→ TASK REQUIREMENTS:
All lines from the one with "Where can the wall" to the end need to be copied exactly, with nothing before them.
___ SUPPLIED MATERIAL
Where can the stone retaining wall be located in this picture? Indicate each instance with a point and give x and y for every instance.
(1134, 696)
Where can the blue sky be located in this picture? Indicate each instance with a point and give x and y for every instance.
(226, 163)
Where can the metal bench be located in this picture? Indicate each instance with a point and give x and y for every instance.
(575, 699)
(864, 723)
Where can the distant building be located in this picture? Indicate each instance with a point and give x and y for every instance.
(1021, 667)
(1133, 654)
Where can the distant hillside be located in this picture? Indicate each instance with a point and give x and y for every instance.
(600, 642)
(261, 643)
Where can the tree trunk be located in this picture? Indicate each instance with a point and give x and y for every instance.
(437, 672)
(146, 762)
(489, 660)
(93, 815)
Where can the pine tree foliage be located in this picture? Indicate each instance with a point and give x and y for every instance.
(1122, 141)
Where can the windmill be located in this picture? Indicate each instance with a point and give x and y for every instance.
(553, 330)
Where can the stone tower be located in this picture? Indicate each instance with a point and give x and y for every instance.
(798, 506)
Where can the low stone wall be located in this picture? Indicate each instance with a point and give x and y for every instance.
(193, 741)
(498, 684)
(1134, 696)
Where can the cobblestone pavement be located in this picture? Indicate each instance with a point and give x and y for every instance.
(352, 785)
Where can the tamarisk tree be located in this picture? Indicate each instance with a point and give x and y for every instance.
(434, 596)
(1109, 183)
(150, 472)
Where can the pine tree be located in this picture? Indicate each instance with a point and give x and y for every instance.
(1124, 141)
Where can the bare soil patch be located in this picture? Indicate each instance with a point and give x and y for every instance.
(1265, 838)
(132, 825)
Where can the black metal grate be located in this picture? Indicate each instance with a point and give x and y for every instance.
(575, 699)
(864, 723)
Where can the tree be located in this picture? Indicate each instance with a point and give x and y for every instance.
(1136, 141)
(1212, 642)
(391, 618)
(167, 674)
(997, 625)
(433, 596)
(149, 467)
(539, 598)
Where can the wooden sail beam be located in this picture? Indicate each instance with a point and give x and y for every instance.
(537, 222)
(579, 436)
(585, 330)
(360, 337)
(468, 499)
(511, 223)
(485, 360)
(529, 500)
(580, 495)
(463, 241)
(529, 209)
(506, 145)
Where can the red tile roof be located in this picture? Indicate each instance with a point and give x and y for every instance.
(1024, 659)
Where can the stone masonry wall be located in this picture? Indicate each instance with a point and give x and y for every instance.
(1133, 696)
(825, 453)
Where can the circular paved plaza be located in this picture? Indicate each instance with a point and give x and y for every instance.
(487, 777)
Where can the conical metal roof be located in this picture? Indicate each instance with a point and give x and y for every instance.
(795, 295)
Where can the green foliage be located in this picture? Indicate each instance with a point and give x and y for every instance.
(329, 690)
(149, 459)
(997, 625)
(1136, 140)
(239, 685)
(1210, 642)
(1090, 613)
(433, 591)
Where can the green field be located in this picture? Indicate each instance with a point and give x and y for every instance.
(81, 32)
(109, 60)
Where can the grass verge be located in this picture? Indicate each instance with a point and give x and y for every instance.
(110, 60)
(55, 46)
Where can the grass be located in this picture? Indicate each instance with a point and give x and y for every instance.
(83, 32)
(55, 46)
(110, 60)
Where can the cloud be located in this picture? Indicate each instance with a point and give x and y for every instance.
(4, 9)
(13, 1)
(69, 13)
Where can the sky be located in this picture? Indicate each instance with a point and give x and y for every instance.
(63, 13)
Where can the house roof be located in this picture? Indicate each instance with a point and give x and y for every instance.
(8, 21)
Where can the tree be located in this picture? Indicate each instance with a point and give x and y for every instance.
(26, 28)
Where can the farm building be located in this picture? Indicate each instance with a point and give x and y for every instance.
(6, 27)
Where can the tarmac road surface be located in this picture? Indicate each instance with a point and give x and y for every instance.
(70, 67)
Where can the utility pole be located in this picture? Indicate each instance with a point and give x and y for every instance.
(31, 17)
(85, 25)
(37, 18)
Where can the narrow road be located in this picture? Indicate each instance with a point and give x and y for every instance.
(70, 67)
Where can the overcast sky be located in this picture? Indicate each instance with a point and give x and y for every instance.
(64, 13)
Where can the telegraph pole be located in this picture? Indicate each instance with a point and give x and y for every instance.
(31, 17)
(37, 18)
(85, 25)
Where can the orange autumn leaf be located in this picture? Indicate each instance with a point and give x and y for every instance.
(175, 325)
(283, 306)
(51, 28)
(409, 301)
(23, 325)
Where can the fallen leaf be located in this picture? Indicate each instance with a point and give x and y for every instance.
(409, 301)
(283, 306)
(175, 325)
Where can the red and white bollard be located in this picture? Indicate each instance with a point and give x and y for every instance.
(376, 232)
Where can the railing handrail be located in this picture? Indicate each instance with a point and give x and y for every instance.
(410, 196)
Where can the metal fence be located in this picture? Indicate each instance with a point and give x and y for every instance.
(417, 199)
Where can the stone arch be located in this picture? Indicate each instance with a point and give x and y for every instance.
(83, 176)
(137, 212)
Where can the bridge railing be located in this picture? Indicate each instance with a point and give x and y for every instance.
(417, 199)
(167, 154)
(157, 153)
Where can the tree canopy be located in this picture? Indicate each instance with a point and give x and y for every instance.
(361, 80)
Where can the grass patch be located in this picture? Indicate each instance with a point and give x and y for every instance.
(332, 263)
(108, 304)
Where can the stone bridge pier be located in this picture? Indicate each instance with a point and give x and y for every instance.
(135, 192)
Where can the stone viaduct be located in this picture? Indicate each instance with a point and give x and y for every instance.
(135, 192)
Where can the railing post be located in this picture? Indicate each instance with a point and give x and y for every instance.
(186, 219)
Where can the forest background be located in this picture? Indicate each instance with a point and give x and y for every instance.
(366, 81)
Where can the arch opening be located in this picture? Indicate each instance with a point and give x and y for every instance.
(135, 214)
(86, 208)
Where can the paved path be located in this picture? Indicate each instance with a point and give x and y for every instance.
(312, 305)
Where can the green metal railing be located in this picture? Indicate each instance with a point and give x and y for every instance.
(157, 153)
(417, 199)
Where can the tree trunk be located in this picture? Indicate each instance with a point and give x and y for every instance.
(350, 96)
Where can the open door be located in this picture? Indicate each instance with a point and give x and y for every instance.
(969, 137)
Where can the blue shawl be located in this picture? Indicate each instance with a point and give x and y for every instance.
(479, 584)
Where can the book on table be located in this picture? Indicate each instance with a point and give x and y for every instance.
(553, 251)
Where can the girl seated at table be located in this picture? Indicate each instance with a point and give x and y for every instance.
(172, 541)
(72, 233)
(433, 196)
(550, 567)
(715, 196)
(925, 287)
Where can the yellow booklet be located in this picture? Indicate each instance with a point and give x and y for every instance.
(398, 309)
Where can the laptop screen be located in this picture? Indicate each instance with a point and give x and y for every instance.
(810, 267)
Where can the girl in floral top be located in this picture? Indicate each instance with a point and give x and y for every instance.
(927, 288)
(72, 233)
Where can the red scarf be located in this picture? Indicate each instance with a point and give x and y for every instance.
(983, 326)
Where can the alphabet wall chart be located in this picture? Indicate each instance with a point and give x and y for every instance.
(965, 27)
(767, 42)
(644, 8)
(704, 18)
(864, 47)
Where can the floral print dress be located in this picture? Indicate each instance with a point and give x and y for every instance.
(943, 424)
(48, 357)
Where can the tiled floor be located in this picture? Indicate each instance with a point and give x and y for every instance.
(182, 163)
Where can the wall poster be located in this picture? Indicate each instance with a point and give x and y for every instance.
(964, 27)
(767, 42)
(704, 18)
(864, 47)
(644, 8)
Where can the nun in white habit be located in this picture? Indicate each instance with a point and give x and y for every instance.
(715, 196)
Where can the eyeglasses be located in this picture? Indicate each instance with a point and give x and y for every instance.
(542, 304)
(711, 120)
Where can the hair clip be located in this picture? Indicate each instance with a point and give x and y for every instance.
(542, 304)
______
→ ANSWER TO THIS PROBLEM:
Where can the wall poster be located in this picture? Indicate each instance with a point and give x and y for every instance.
(964, 27)
(767, 42)
(704, 18)
(864, 47)
(644, 8)
Where can the nun in white habit be located in this picture? Indicate each instance with a point and give x and y for every instance.
(715, 196)
Where can the eyeglasses be located in this picture? Indicate each instance with a point and give x and y for every instance.
(542, 304)
(711, 120)
Where can the hair clip be located in this picture? Indicate each instance with a point and give x and y for every instance.
(542, 304)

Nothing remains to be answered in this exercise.